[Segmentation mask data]

━━━━━━━━━━━━━━━━━━━━

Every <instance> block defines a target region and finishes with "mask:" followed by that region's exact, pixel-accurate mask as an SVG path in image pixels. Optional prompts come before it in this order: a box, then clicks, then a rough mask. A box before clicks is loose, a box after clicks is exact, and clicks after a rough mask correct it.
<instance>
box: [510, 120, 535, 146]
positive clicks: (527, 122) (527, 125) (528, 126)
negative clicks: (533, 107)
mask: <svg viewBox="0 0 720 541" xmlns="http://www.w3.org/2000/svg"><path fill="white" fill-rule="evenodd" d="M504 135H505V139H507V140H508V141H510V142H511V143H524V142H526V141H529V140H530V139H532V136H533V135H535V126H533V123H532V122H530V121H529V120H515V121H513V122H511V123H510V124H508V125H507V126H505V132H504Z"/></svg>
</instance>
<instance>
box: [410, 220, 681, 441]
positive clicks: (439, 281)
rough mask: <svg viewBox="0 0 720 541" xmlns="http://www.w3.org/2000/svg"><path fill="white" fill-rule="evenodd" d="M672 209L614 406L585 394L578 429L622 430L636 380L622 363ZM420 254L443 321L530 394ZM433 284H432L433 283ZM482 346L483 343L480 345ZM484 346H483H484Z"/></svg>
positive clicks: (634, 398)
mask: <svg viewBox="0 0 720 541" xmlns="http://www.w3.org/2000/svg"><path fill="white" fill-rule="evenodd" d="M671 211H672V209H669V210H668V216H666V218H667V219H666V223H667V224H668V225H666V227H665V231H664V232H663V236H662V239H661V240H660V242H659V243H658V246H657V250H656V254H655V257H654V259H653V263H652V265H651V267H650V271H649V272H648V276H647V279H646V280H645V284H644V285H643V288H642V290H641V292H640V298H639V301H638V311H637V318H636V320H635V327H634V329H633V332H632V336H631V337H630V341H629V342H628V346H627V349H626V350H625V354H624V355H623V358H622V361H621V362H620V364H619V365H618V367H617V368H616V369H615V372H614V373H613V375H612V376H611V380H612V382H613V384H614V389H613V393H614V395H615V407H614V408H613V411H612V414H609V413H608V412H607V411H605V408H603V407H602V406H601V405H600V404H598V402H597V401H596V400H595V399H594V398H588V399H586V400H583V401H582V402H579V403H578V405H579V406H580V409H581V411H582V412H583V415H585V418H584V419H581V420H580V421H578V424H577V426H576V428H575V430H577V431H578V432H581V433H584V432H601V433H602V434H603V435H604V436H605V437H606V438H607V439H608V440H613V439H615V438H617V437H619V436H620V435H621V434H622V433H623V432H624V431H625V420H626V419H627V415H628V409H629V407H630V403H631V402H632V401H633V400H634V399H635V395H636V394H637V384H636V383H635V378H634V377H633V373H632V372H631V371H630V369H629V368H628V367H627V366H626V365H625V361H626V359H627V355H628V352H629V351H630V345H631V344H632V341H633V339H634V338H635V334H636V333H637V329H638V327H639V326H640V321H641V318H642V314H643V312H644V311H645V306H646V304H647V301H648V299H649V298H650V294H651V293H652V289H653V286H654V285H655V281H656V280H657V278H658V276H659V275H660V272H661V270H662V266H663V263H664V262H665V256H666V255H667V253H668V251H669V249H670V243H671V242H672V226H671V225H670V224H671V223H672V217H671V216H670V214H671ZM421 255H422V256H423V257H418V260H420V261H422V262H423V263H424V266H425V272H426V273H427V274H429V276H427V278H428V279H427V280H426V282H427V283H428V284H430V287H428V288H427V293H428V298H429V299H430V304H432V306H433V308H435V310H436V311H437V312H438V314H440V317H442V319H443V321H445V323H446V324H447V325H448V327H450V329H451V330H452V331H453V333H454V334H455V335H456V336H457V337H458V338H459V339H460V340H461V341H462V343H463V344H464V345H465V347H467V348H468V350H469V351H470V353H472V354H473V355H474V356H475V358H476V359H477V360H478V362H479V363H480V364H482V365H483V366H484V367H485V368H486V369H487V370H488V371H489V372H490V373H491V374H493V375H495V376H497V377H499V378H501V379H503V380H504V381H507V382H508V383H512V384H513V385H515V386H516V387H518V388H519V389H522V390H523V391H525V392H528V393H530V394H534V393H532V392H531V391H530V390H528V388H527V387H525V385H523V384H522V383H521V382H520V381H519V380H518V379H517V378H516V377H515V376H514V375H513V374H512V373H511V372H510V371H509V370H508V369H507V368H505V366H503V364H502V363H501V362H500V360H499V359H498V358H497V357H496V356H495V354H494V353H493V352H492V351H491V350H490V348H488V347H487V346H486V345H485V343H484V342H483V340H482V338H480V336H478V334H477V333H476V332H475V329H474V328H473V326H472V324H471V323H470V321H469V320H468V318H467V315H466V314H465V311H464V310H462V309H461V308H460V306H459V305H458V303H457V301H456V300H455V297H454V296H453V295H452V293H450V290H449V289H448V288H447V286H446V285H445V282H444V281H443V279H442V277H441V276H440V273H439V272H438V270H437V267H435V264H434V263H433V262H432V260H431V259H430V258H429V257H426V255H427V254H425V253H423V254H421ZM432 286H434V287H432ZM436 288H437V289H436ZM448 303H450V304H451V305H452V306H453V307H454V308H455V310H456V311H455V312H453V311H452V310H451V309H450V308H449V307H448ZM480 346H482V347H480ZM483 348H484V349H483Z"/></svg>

━━━━━━━━━━━━━━━━━━━━

Copy each of the rows above verbatim, leaving every character unchanged.

Every <instance> block defines a target region and finishes with "mask:" followed by that region's exact, pixel-accurate mask as an SVG path in image pixels. Optional prompts come before it in this order: a box, then clicks, then a rough mask. A box before clicks is loose, a box after clicks is exact, and clicks after a rough mask correct it.
<instance>
box: [510, 120, 535, 146]
positive clicks: (527, 122) (527, 125) (528, 126)
negative clicks: (533, 107)
mask: <svg viewBox="0 0 720 541" xmlns="http://www.w3.org/2000/svg"><path fill="white" fill-rule="evenodd" d="M504 135H505V139H507V140H508V141H510V142H511V143H524V142H526V141H529V140H530V139H532V136H533V135H535V126H533V123H532V122H530V121H529V120H515V121H513V122H511V123H510V124H508V125H507V126H505V132H504Z"/></svg>
</instance>
<instance>
box: [410, 220, 681, 441]
positive clicks: (439, 281)
rough mask: <svg viewBox="0 0 720 541" xmlns="http://www.w3.org/2000/svg"><path fill="white" fill-rule="evenodd" d="M672 209L614 406L585 394L578 429L622 430L636 380L622 363ZM420 254L443 321L530 394ZM433 284H432L433 283ZM482 346L483 343L480 345ZM484 346H483H484Z"/></svg>
positive clicks: (634, 398)
mask: <svg viewBox="0 0 720 541" xmlns="http://www.w3.org/2000/svg"><path fill="white" fill-rule="evenodd" d="M671 211H672V209H669V210H668V216H666V218H667V219H666V223H667V224H668V225H666V227H665V231H664V232H663V236H662V239H661V240H660V242H659V243H658V246H657V250H656V254H655V257H654V259H653V263H652V265H651V267H650V271H649V272H648V276H647V279H646V280H645V284H644V285H643V288H642V290H641V292H640V298H639V301H638V311H637V318H636V320H635V327H634V329H633V332H632V336H631V337H630V341H629V342H628V346H627V349H626V350H625V354H624V355H623V358H622V361H621V362H620V364H619V365H618V367H617V368H616V369H615V372H614V373H613V375H612V376H611V380H612V382H613V384H614V389H613V393H614V395H615V407H614V408H613V411H612V414H609V413H608V412H607V411H605V408H603V407H602V406H601V405H600V404H598V402H597V401H596V400H595V399H594V398H588V399H586V400H583V401H582V402H579V403H578V405H579V406H580V409H581V411H582V412H583V415H585V418H584V419H581V420H580V421H578V424H577V426H576V428H575V430H577V431H578V432H581V433H584V432H601V433H602V434H603V435H604V436H605V437H606V438H607V439H608V440H613V439H615V438H617V437H619V436H620V435H621V434H622V433H623V432H624V431H625V420H626V419H627V415H628V409H629V407H630V403H631V402H632V401H633V400H634V399H635V395H636V394H637V384H636V383H635V378H634V377H633V373H632V372H631V371H630V369H629V368H628V367H627V366H626V365H625V361H626V359H627V355H628V352H629V351H630V345H631V344H632V341H633V339H634V338H635V334H636V333H637V329H638V327H639V326H640V321H641V318H642V314H643V312H644V311H645V306H646V304H647V301H648V299H649V298H650V294H651V293H652V289H653V286H654V285H655V281H656V280H657V278H658V276H659V275H660V272H661V270H662V266H663V263H664V262H665V256H666V255H667V253H668V251H669V249H670V243H671V242H672V226H671V225H670V224H671V223H672V217H671V216H670V214H671ZM421 255H422V256H423V257H418V260H420V261H422V262H423V263H424V266H425V272H426V273H427V274H429V276H427V278H428V279H427V280H426V282H427V283H428V284H430V287H428V288H427V293H428V298H429V299H430V304H432V306H433V308H435V310H436V311H437V312H438V314H440V317H442V319H443V321H445V323H446V324H447V325H448V327H450V329H451V330H452V331H453V333H454V334H455V335H456V336H457V337H458V338H459V339H460V340H461V341H462V343H463V344H464V345H465V347H467V348H468V350H469V351H470V353H472V354H473V355H474V356H475V358H476V359H477V360H478V362H479V363H480V364H482V365H483V366H484V367H485V368H486V369H487V370H488V371H489V372H490V373H491V374H493V375H495V376H497V377H499V378H501V379H503V380H504V381H507V382H508V383H512V384H513V385H515V386H516V387H518V388H519V389H522V390H523V391H525V392H528V393H530V394H534V393H532V392H531V391H530V390H528V388H527V387H525V385H523V384H522V383H521V382H520V381H519V380H518V379H517V378H516V377H515V376H514V375H513V374H512V373H511V372H510V371H509V370H508V369H507V368H505V366H503V364H502V363H501V362H500V360H499V359H498V358H497V357H496V356H495V354H494V353H493V352H492V351H491V350H490V348H488V347H487V346H486V345H485V343H484V342H483V340H482V338H480V336H478V334H477V333H476V332H475V329H474V328H473V326H472V324H471V323H470V321H469V320H468V318H467V315H466V314H465V311H464V310H462V309H461V308H460V306H459V305H458V303H457V301H456V300H455V297H454V296H453V295H452V293H450V290H449V289H448V288H447V286H446V285H445V282H444V281H443V279H442V277H441V276H440V273H439V272H438V270H437V267H435V264H434V263H433V262H432V260H431V259H430V258H429V257H426V255H427V254H425V253H423V254H421ZM432 286H434V287H432ZM436 288H437V289H436ZM448 303H450V304H451V305H452V306H453V307H454V308H455V310H456V311H455V312H453V311H452V310H451V309H450V308H449V307H448ZM480 346H482V347H480ZM483 348H484V349H483Z"/></svg>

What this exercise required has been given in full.